### MATERIAL SHOWN
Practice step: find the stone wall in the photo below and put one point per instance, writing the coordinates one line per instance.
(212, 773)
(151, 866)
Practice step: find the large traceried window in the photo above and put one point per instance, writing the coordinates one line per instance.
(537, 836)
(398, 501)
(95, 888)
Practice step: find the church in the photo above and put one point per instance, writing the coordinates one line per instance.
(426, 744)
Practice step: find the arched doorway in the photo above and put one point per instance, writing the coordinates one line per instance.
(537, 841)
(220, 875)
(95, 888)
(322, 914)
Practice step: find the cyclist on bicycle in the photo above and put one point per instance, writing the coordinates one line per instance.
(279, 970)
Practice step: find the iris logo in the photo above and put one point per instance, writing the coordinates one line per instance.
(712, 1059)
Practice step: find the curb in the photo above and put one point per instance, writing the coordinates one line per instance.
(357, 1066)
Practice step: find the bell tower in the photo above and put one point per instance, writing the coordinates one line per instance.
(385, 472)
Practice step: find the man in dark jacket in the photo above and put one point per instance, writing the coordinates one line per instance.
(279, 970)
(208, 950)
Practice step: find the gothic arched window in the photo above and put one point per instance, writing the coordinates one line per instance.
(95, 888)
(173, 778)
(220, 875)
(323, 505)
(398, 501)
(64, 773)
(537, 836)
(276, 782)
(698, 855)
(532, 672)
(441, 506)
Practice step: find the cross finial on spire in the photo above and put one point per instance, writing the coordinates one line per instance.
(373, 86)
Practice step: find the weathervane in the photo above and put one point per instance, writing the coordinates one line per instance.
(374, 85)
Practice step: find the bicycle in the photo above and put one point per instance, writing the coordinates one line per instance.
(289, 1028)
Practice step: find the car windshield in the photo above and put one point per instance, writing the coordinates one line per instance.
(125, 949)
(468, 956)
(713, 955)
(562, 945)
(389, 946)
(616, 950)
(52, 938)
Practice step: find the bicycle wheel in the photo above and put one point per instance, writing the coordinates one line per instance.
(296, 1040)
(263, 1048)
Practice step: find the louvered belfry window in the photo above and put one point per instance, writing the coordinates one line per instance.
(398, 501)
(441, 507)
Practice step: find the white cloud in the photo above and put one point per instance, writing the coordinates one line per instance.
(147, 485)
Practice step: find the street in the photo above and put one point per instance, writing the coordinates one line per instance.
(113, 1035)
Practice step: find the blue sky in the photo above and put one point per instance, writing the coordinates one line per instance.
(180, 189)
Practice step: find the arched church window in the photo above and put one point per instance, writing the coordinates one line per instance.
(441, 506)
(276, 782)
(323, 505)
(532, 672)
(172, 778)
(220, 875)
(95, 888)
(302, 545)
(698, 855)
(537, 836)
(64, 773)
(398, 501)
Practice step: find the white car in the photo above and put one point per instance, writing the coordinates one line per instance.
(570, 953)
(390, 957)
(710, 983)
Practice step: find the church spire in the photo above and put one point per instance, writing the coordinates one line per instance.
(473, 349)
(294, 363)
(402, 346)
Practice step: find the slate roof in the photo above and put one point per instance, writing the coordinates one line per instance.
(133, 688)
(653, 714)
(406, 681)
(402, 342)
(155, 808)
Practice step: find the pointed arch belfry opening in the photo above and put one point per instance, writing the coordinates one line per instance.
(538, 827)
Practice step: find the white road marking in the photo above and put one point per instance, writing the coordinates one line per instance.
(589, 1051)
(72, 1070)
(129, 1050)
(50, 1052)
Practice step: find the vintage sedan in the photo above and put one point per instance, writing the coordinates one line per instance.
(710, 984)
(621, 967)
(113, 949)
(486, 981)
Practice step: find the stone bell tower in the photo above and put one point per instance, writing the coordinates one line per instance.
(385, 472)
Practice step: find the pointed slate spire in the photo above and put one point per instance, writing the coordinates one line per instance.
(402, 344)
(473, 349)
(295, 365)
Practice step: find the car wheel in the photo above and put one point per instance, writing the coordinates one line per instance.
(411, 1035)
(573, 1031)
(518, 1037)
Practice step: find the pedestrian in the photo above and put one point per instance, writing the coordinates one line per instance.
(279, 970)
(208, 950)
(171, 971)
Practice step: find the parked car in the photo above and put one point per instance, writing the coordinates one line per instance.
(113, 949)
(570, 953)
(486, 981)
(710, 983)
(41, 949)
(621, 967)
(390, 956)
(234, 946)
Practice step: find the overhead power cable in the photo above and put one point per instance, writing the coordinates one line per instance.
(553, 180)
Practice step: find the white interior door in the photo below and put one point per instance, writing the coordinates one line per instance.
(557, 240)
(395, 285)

### PROBLEM
Return an exact copy of the listing.

### TASK OUTPUT
Practice step: find the stone wall in the photo below and put one point per instance, writing the coordinates one line per instance.
(212, 773)
(151, 866)
Practice step: find the large traceried window in the photo above and put one point per instance, writing the coordinates one line per instance.
(537, 836)
(398, 501)
(95, 888)
Practice step: find the church in the photo above and put one point per instance, writing the coordinates one line per instance.
(426, 744)
Practice step: find the arched doorway in the photo above and put one point per instance, writing the coordinates one line per instance.
(537, 841)
(220, 875)
(95, 888)
(322, 914)
Practice step: find the cyclist on bicycle in the photo above and put one point per instance, writing the coordinates one line per instance.
(279, 970)
Practice step: find the iris logo in the photo above and put one point per instance, writing the coordinates one line per instance.
(712, 1059)
Practice step: find the curb in the photo above and put one point per instance, writing the coordinates one line per instance.
(357, 1066)
Practice step: find the bell tower in the photo above and put one point per instance, writing the coordinates one line per instance.
(385, 472)
Practice step: find the man in dark jacket in the photo above and put one point per instance, writing the coordinates one line per instance.
(279, 970)
(208, 950)
Practice step: find the gothic arched window in the photo above and put one point per instance, writing the coordinates one line per instance.
(95, 888)
(173, 778)
(220, 875)
(323, 505)
(398, 501)
(64, 773)
(537, 836)
(276, 782)
(698, 855)
(532, 672)
(441, 506)
Practice step: find the cross finial on spire in the photo above and put one point per instance, writing the coordinates one line per instance.
(373, 86)
Practice step: find the weathervane in the photo above and put one point per instance, writing the coordinates one line per instance.
(374, 85)
Practice step: find the bicycle in the photo above and put one point per instance, writing the coordinates one line per instance.
(289, 1028)
Practice step: find the car windshield in the photo above and put one point per instance, writing the coordinates one line per instance.
(125, 949)
(468, 956)
(713, 955)
(562, 945)
(389, 946)
(616, 950)
(52, 938)
Practice step: find the bicycle wheel in the photo above and put one point per instance, writing the coordinates one line per instance.
(296, 1040)
(263, 1048)
Practice step: find the louvered belfry window in the photo above and put one point per instance, writing the coordinates one line per instance.
(398, 501)
(441, 507)
Practice step: find the white cloud in the photo above and put one point per instance, writing the coordinates one line per instance.
(147, 485)
Practice step: find the street in the photo above and put one point per instance, writing the coordinates one line per instance.
(113, 1035)
Practice step: find the blue sky in the photo above and put one point per instance, writing the coordinates one line per instance.
(180, 189)
Practice step: find the arched church window in the photo above and put one point per instance, writing the coordinates one line per instance.
(441, 506)
(276, 782)
(323, 505)
(532, 672)
(172, 778)
(220, 875)
(95, 888)
(302, 545)
(698, 855)
(537, 836)
(64, 773)
(398, 501)
Practice step: find the white car in the photo above and put one point per instance, writing the coordinates one line per instance.
(570, 953)
(390, 957)
(710, 983)
Practice step: find the church spire in the photo above and put one point per instance, writing the coordinates one line per instance.
(473, 349)
(294, 363)
(402, 346)
Practice step: find the slate roof in the photo above and put one point per instance, writing the coordinates one line per instance.
(133, 688)
(653, 714)
(406, 681)
(402, 342)
(155, 808)
Practice step: find the pointed arch belfry opening in the photo above and put one point per instance, writing the coordinates one line per instance.
(538, 827)
Practice step: find the white road marking in the photo above and put one point per instance, writing the coordinates one line per instance.
(589, 1051)
(72, 1070)
(129, 1050)
(50, 1052)
Practice step: find the vintage sedan in the photo above and put one point per instance, writing the coordinates one line per instance.
(710, 984)
(621, 967)
(113, 949)
(486, 981)
Practice step: find the stone bell tower in the photo above and put one point per instance, writing the coordinates one line per instance.
(385, 472)
Practice step: find the pointed slate spire in the photo above and put one point per instance, writing the coordinates one line per instance.
(402, 344)
(473, 349)
(295, 365)
Practice step: find the car wheel in the photo above and put one point per instance, writing the coordinates one line per instance.
(411, 1035)
(573, 1031)
(518, 1037)
Practice step: find the pedestrian in the photo above and put one point per instance, writing the coordinates one line per instance.
(279, 970)
(208, 950)
(171, 971)
Practice step: find the parked car in the photo above and put one point per instance, writing the coordinates one line per instance.
(113, 949)
(570, 953)
(486, 981)
(710, 983)
(41, 949)
(621, 967)
(390, 956)
(234, 946)
Practice step: find the overhead power cable in the photo above and put one point per instance, writing the coordinates one line per instance.
(553, 180)
Practice step: find the white interior door in the photo below and put one point per instance, writing the coordinates one line per instance.
(557, 240)
(395, 285)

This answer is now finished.